Ausgewählter Text
+ + + + + + +
Irgendwo in Kastilien. Tagsüber war das Thermometer wieder über 30 Grad geklettert, aber nach Sonnenuntergang, auf dem Weg zur Tapas-Bar im Dorfzentrum, zog der Wind so giftig kalt durch die Calle Mayor, dass ich mir einen Pullover überziehen musste. «Sehr gut», sagte Pablo, der Winzer, und quittierte meinen ratlosen Blick mit den Worten: «Nur dort, wo du zur Erntezeit tagsüber schwitzt und nach Sonnenuntergang frierst, entstehen grosse Weine.» Nun: Gemäss dieser Definition zählen fast alle Weinbaugebiete, die auf der kastilischen Hochebene nördlich von Madrid, zwischen 600 und 1000 Meter über Meer gelegen, zu den grossen Terroirs in Spanien.

Brauchen wir die USA, um endlose landschaftliche Weite weitgehendst ohne menschliche Spuren zu erleben? Nein, auch in der Meseta, der kargen spanischen Hochebene, wandert der Blick so weit übers leere Land, dass jeder Reisende für sich die philosophische Frage beantworten muss, ob diese Leere nun befreiend oder beklemmend auf ihn wirkt… Kastilien gilt als Wiege der spanischen Kultur, hier wird das klarste Spanisch gesprochen, die «Castellanos» formen ihre Worte so exakt wie ein Steinmetz den Stein. Doch weinmässig war die Region bis vor 50 Jahren ein riesiger weisser Fleck. Einzig das schon in den 1970er Jahren weltweit renommierte Gut Vega Sicilia deutete an, dass der Tinta del País (auch Tinto Fino oder Tinta de Toro genannt), der hier heimische Klon des Tempranillos, mindestens ebenso gehaltvolle, sicher aber konzentriertere Weine ergeben kann als in der Rioja. Zwar geht der Weinbau in Kastilien bis ins Mittelalter zurück, und der Schatz an «viñas viejas», den alten, bis zu 100-jährigen Buschreben, ist bis heute riesig. Doch über Jahrhunderte hinweg tranken die Bauerfamilien ihren Wein selber oder lieferten ihn an die Tapas-Bars und Tavernas in der Umgebung. So nahm ausserhalb ihrer Region lange Zeit kaum jemand von diesen Weinen Notiz.
+ + + + + + +
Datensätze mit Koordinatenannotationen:
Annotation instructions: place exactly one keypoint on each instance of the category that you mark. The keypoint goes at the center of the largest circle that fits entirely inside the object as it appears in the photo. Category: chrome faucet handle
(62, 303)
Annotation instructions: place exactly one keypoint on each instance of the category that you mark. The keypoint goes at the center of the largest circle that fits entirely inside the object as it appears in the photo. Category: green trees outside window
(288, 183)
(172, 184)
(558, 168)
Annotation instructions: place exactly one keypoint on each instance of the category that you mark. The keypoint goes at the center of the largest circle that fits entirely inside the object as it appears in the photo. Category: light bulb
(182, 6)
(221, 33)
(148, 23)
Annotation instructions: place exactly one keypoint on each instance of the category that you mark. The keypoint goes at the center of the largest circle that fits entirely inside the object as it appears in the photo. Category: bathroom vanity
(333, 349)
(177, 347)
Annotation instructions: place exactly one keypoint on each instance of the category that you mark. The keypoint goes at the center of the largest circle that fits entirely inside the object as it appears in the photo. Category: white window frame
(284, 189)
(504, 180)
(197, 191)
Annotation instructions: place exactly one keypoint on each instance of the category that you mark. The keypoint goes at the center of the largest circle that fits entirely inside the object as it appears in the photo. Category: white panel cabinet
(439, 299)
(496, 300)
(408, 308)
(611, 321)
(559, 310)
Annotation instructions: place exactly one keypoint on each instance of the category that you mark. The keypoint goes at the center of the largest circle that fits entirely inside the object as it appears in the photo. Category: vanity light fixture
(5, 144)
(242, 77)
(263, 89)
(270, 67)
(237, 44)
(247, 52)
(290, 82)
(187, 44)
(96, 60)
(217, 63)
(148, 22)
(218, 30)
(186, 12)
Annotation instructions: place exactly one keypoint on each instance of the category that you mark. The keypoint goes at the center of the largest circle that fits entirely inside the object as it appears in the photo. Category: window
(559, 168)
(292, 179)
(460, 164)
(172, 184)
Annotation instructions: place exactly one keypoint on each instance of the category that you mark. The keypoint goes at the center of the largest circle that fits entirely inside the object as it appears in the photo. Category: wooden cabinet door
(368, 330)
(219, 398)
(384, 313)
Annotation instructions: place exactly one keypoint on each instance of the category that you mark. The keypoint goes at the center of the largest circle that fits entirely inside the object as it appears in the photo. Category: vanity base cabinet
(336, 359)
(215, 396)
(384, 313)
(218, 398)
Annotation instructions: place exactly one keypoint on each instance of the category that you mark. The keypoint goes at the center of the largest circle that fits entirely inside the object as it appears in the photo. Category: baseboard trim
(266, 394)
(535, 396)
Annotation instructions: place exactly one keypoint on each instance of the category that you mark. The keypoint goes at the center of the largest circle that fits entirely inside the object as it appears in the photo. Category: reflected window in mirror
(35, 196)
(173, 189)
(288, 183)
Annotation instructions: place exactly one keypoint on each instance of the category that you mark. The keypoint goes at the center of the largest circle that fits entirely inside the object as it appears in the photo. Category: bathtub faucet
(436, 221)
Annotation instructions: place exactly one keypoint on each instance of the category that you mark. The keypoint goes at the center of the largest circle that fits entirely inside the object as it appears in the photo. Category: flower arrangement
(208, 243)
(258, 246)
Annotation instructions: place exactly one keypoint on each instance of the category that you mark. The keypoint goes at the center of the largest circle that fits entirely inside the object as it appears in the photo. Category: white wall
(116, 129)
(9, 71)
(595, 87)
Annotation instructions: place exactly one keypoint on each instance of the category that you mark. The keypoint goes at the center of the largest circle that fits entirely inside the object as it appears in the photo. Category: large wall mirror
+ + + + + + +
Zielsetzungen
**a)** In welcher Höhe liegen laut dem Text über den Weinbau in Kastilien die Weinbaugebiete auf der Hochebene nördlich von Madrid?
**b)** Schreiben Sie aus dem Text über den Weinbau in Kastilien einen Abschnitt ab. Setzen Sie bei den Wörtern „Irgendwo in Kastilien.“ ein und enden Sie nach „Terroirs in Spanien.“.
Für die Bearbeitung sind die Daten nicht erforderlich.

Lösungen
**a)** Zwischen 600 und 1000 Meter über Meer.

**b)**
Irgendwo in Kastilien. Tagsüber war das Thermometer wieder über 30 Grad geklettert, aber nach Sonnenuntergang, auf dem Weg zur Tapas-Bar im Dorfzentrum, zog der Wind so giftig kalt durch die Calle Mayor, dass ich mir einen Pullover überziehen musste. «Sehr gut», sagte Pablo, der Winzer, und quittierte meinen ratlosen Blick mit den Worten: «Nur dort, wo du zur Erntezeit tagsüber schwitzt und nach Sonnenuntergang frierst, entstehen grosse Weine.» Nun: Gemäss dieser Definition zählen fast alle Weinbaugebiete, die auf der kastilischen Hochebene nördlich von Madrid, zwischen 600 und 1000 Meter über Meer gelegen, zu den grossen Terroirs in Spanien.